Now, imagine yourself telling either one of those stories – either of someone you knew who died in Vietnam under those circumstances or of your friend and co-worker Arland Williams, just a few years after it had happened, only the story you are telling is of Jesus of Nazareth, whom you’d come to know intimately after following him around Galilee, Nazareth, and Judea for three years prior to his execution, and you realize with full clarity that what he did he did by choice. He did it not only for you, but for anyone and everyone you happen to tell the story to.

He did it for the Roman guard who is holding you prisoner, he did it for the local synagogue’s priest who agitated the crowd to the point of creating the disturbance that landed you in jail for supposedly inciting it, he did it for your cellmate, who has been telling you his history of insurgency against the Roman occupying army over the last fifteen years. He did it not just to prove a point, but to make a way where there was none before.

You remember with unusual clarity those last few days before he was taken prisoner in Jerusalem, when it seemed that all he did (aside from clearing the temple) was talk and talk and talk … and you couldn’t turn away, and you couldn’t quite understand what it was he was saying at the time – it wasn’t until just a few days later that things started to click for you … and the clicking became a thundering hammer in your head as the pieces fell into place and you realized just who it was you’d been hanging out with, and what he meant when he said “blessed are you when men persecute you for my sake …”

And you’ve been thinking about that whole ‘abide’ idea … and you want to get across what JESUS meant when he told you to abide in him … he wasn’t telling you to get lost in his being, he was telling you that if you abide in him, he will abide in YOU – you wouldn’t stop being YOU – and HE wouldn’t stop being HIM. You’d be a part of each other – because part of what he treasured about being with you was that – BEING with YOU -- it still catches you by surprise – when you’re just sitting and thinking about those days – yeah, there was a lot of walking around, and a lot of the things he said were confusing at the time, but even in the middle of his sometimes oh-too-frequent exasperated sighs and shakes of his head, he was still smiling at you – he was still looking at you with all the love in the world in his eyes – laughing at your jokes, singing along with you as you sang the old songs around the campfire, praying beside you in the synagogues you visited before they started kicking you out … it still surprises you that he genuinely ENJOYED spending time with you, even if it was just sitting on a rock chewing on sunflower seeds and talking about life, God, and humanity.

What the task requires:
Answer these questions about the passage about Jesus.
(a) For how many years had the listener followed Jesus around Galilee, Nazareth, and Judea before his execution?
(b) Over how many years does the cellmate's history of insurgency against the Roman occupying army stretch?
(c) What was being chewed while sitting on a rock and talking about life, God, and humanity?
Rely only on the passage about Jesus, without outside sources.

Listing:
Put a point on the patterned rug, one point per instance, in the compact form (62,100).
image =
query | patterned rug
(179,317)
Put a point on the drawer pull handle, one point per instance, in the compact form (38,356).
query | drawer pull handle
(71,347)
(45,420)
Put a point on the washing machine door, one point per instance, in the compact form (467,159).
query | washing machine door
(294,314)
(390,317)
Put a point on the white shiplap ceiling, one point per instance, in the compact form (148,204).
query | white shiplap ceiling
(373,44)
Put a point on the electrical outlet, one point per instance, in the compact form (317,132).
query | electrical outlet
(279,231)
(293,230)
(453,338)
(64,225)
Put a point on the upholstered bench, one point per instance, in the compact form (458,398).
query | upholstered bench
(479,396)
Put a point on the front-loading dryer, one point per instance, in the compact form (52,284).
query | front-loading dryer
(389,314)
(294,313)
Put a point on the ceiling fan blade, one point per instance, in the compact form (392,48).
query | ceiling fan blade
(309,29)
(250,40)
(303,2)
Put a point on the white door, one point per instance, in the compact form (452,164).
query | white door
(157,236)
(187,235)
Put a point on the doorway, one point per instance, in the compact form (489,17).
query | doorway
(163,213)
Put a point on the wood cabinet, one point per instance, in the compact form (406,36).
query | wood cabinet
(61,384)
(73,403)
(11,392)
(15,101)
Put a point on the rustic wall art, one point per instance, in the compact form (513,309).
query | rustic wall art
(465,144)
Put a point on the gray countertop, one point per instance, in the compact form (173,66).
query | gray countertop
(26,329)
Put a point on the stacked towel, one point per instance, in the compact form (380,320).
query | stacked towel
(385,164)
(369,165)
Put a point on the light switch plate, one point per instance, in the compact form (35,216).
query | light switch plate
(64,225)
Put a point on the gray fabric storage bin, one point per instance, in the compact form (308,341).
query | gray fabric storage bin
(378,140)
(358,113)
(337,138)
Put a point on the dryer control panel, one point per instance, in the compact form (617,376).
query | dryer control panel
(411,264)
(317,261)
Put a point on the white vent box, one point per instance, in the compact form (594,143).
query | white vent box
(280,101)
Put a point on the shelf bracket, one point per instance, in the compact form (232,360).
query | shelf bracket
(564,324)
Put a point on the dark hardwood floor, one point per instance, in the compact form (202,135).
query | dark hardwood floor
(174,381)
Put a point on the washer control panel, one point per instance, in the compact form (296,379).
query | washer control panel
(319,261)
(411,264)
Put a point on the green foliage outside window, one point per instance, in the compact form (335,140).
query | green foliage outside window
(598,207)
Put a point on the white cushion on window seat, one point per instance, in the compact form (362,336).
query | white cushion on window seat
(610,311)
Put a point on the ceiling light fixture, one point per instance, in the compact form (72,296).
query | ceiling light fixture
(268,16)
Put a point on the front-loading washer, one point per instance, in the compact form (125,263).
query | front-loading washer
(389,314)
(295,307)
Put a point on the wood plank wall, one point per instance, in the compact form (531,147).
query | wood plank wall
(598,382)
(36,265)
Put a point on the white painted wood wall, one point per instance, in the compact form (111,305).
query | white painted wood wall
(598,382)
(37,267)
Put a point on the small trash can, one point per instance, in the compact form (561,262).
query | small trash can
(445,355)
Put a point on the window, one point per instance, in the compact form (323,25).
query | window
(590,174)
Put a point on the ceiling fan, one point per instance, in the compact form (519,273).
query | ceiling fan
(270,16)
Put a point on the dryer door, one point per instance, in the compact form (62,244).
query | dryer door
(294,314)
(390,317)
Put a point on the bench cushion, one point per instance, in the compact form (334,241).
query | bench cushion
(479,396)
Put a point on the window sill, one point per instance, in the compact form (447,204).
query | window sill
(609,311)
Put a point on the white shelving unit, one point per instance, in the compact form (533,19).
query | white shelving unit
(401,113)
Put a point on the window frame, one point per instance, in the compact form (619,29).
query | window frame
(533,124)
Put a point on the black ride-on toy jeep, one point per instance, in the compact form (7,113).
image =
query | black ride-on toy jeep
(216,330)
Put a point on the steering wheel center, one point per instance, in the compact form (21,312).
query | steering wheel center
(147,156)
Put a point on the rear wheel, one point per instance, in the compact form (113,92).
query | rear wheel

Final answer:
(a) Three years.
(b) Fifteen years.
(c) Sunflower seeds.